PROVIDED PASSAGE
*** Block opens ***
A Curious History of Vegetables: Aphrodisiacal and Healing Properties, Folk Tales, Garden Tips, and Recipes - Wolf D. Storl (2016)
Red Beet and Swiss Chard (Beta vulgaris)
Family: Amaranthaceae: amaranth family; formerly Chenopodiaceae: goosefoot family
Other Names: beetroot, beta, chard, borscht, mangelwuzel, mangold
Healing Properties: regulates acidity, builds blood, activates liver metabolism, inhibits tumors
Symbolic Meaning: keeps us “grounded”; spirit of rationality
Planetary Affiliation: Mars, Saturn (Culpeper); SUGAR BEET: Jupiter
The beet is the most intense of vegetables. The radish, admittedly, is more feverish, but the fire of the radish is a cold fire, the fire of discontent not of passion. Tomatoes are lusty enough, yet there runs through tomatoes an undercurrent of frivolity. Beets are deadly serious. Slavic peoples get their physical characteristics from potatoes, their smoldering inquietude from radishes, their seriousness from beets.
With these lines the red beet, otherwise denounced as a boring vegetable, stepped on to the stage of world literature from the first page of Tom Robbin’s 1984 novel Jitterbug Perfume. And though an old Ukrainian proverb warns that “a story that begins with a red beet ends with the devil,” Robbins was willing to take that risk.
Unlike all other vegetables, the red beet exits our body with the same color it had when it entered. Borscht, the favorite soup of the eastern Slavic peoples, is red due to red beets, which are a significant part of eastern European folk culture. (Though this root vegetable is not quite as well known in western Europe, health enthusiasts do know about vitamin-and-mineral-rich red beet juice and tasty beet salad made with cooked red beets and onions.)
Many years ago, an elderly woman told me that red beet “builds up blood.” At the time I could barely hide my skeptical smile; just because the red beet turns the stool red does not mean it’s good for the blood. To me, such was as much an old superstition and outdated “signature teaching” as Enlightenment scientists considered of similar claims made by ancient Greeks and Romans, including Dioscorides, Galen, or Pliny the Elder. But, despite criticism, traditional folk belief held on to this claim—which was based on experience handed down from generation to generation.
Illustration 71. Swiss chard (Otto Brunfels, Herbarum Vivae Eicones, 1532)
It turns out that recent clinical research supports the traditional folk belief. Red beet juice is given for leukemia, anemia, and malaria as it is thought it helps regenerate and increase red blood corpuscles. The juice also traps radicals and contributes to lowering elevated blood fat levels, the latter of which has a positive effect on the health of the heart and circulatory system. The traditional folk medicine belief that expectant mothers should eat plenty of red beets is another example: it so happens that the juicy globes contain exceptional amounts of folic acid, a vitamin substance that helps the embryonic vertebrae develop properly so that there is no risk of spina bifida.
*** Block closes ***
DATA FOR ANALYSIS
*** Block opens ***
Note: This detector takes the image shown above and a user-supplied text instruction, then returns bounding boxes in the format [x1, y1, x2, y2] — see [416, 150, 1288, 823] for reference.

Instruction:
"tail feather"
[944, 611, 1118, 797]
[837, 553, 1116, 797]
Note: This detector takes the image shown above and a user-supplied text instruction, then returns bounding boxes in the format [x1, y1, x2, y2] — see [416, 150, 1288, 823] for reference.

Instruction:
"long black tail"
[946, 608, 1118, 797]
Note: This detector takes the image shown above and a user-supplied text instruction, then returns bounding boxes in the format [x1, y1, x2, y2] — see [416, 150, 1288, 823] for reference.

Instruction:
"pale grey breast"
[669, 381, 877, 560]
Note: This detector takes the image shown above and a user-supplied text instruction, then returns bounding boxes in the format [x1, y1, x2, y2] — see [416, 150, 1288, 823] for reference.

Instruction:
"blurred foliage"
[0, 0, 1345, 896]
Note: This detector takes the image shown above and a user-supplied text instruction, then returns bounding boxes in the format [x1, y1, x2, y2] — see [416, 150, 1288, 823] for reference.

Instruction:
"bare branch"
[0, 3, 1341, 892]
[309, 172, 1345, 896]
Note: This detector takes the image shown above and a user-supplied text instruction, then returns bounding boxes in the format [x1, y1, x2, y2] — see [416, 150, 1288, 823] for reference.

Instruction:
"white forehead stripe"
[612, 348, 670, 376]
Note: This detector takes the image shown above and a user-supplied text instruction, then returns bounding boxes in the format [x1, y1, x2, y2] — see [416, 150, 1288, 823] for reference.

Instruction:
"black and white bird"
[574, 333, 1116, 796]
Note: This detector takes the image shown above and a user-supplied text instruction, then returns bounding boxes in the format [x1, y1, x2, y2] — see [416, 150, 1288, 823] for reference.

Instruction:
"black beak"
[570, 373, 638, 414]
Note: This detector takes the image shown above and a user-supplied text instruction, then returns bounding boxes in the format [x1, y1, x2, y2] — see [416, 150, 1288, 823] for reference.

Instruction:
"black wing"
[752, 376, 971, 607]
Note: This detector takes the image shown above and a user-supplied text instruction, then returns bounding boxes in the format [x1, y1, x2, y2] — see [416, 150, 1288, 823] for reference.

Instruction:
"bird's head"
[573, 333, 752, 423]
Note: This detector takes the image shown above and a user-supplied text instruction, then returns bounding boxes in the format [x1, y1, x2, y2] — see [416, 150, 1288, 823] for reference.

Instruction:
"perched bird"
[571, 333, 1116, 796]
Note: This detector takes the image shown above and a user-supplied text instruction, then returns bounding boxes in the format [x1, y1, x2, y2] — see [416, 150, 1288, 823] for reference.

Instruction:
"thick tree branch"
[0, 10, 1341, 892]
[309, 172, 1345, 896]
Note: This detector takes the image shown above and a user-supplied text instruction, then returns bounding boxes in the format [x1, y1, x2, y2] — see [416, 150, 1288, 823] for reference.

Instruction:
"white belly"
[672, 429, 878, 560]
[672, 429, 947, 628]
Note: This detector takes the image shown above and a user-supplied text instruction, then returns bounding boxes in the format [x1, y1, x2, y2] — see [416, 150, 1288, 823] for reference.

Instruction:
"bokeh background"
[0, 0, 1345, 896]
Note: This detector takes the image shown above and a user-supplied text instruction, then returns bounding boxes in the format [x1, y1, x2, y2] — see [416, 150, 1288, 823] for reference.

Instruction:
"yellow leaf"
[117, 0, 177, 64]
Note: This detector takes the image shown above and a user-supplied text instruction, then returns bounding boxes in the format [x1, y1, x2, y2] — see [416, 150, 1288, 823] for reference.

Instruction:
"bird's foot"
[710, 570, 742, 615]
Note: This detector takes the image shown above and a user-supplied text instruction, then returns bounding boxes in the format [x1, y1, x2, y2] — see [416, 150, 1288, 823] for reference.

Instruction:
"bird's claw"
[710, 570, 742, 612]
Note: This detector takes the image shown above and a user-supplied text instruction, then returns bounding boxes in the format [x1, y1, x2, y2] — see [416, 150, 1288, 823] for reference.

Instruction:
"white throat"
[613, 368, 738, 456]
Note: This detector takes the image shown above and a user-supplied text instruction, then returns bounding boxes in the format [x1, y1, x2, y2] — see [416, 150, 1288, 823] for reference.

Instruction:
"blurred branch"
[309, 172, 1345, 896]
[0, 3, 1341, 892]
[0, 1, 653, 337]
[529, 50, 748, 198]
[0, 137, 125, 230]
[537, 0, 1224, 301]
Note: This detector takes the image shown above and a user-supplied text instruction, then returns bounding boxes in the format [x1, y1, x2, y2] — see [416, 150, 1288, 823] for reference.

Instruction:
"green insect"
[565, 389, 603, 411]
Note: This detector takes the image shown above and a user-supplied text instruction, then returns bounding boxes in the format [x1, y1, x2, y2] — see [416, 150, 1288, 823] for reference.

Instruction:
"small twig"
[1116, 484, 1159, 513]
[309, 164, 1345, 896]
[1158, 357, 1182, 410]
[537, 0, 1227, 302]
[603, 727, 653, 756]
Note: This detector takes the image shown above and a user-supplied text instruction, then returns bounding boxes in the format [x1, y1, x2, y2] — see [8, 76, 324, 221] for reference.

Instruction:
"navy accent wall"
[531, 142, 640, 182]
*** Block closes ***
PROBLEM DESCRIPTION
In the beet excerpt, what does the old Ukrainian proverb warn? The entries above stand apart from the beet excerpt and are unrelated to it.

THE COMPLETED TASK
A story that begins with a red beet ends with the devil.